Reproduce the items from the line containing "The component shall mark a point on the white baseball" through the end of the items, including the requests. Multiply every coordinate in the answers by 0.85 and round each result to a whole number, rounding halves up, while leaving the numbers in the requests and their format samples unchanged.

[Dataset excerpts on object pointing]
================================
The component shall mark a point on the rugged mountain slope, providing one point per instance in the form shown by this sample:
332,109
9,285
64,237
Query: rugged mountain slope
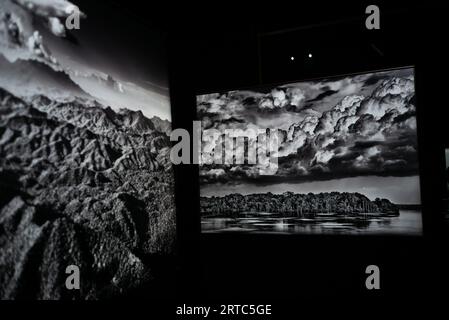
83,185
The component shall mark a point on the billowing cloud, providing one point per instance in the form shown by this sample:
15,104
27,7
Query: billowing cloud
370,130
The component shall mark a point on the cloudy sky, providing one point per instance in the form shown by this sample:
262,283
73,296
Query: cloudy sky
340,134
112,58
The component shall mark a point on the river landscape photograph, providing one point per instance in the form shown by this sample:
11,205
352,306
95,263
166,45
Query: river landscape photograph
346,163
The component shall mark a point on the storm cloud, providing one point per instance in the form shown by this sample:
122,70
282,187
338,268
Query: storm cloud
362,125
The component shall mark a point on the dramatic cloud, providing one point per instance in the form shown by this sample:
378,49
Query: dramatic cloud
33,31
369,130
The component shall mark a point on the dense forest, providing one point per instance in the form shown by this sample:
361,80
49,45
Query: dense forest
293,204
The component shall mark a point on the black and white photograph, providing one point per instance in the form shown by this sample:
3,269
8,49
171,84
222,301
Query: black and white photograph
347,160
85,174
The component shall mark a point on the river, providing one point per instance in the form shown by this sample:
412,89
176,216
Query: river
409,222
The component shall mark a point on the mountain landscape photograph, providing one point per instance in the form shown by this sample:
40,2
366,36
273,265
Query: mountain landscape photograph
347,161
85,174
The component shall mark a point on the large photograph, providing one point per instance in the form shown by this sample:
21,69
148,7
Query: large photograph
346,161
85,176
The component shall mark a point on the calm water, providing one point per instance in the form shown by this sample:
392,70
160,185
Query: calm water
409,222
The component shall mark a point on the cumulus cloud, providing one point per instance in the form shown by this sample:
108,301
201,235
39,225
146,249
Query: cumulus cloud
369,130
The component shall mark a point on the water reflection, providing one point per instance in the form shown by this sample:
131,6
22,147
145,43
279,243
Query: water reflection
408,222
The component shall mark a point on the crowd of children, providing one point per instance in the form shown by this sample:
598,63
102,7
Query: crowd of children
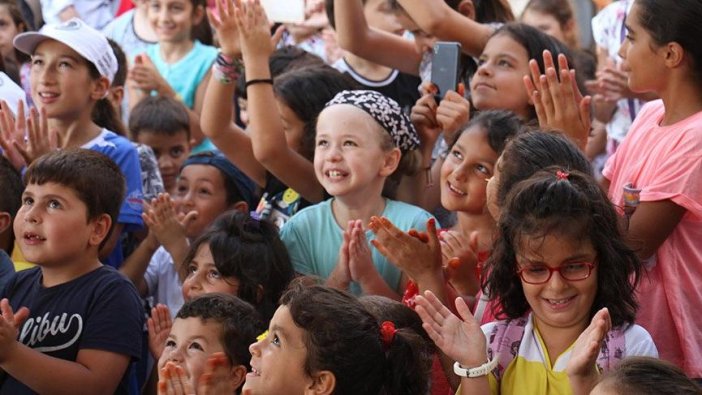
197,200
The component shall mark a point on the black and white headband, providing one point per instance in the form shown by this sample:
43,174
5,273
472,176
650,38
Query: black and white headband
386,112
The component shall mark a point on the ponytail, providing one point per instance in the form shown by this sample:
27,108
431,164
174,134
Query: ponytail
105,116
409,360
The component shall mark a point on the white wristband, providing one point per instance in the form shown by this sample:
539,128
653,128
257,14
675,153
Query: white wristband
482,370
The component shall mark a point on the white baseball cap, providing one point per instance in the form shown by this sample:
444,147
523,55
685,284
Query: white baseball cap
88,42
================================
- [EXERCISE ANSWER]
The component shall mark a point on the white baseball cap, providing one point per instance in the form shown by this sample:
444,147
523,55
685,284
Query: white baseball cap
75,36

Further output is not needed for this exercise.